Count the lines in the material that contain the word "segment" and give only that number.

* START Data supplied *

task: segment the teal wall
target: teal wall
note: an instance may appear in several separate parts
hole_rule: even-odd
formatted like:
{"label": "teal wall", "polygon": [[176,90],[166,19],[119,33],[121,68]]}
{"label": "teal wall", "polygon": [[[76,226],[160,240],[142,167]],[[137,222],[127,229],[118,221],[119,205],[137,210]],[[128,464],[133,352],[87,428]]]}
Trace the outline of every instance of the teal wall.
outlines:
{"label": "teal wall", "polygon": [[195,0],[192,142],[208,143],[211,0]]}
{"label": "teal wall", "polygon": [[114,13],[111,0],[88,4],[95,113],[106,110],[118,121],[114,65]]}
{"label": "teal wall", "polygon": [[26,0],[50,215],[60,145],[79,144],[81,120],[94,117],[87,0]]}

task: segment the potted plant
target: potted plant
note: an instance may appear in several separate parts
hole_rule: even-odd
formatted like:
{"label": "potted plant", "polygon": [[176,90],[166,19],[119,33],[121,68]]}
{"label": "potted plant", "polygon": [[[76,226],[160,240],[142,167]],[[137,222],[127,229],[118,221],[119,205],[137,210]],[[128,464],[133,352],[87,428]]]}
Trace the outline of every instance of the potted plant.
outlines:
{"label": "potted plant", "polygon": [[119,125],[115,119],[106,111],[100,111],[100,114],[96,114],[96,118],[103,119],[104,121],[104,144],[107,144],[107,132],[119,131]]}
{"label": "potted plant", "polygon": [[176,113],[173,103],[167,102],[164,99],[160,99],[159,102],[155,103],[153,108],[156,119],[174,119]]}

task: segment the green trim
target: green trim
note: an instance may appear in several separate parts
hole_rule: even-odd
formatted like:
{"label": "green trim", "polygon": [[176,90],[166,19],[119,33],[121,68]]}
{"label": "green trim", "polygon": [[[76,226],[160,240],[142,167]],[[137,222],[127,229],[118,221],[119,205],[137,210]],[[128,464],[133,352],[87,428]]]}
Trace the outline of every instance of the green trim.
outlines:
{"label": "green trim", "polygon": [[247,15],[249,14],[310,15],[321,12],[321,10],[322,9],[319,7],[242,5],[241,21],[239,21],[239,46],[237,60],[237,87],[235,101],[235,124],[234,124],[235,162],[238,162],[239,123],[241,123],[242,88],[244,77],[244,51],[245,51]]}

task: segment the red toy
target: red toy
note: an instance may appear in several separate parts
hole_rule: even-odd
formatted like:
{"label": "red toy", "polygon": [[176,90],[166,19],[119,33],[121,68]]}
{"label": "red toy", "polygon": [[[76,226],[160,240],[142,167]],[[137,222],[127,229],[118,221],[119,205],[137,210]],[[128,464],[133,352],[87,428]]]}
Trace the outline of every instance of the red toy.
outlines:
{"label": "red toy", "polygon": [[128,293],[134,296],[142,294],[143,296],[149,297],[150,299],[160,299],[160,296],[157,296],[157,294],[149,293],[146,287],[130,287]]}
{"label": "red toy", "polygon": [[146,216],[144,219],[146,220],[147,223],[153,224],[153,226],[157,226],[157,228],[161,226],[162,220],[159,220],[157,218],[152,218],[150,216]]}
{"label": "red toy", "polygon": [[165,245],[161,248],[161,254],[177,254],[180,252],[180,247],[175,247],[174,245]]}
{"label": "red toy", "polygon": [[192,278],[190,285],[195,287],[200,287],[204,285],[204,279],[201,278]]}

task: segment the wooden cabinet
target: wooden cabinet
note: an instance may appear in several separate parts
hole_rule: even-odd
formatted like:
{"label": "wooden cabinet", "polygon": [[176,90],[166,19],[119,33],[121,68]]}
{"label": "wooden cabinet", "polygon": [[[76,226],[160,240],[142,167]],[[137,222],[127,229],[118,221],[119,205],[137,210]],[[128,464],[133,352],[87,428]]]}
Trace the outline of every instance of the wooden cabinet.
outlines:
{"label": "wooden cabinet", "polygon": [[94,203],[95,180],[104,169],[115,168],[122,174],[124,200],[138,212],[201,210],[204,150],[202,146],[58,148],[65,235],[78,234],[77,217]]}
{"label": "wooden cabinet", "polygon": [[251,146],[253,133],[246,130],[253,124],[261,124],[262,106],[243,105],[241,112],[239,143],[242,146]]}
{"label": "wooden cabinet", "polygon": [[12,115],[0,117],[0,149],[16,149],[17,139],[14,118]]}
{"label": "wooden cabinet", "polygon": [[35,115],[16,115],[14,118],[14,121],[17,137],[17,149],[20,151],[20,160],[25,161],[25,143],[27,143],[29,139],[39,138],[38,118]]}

* END Data supplied *

## Output below
5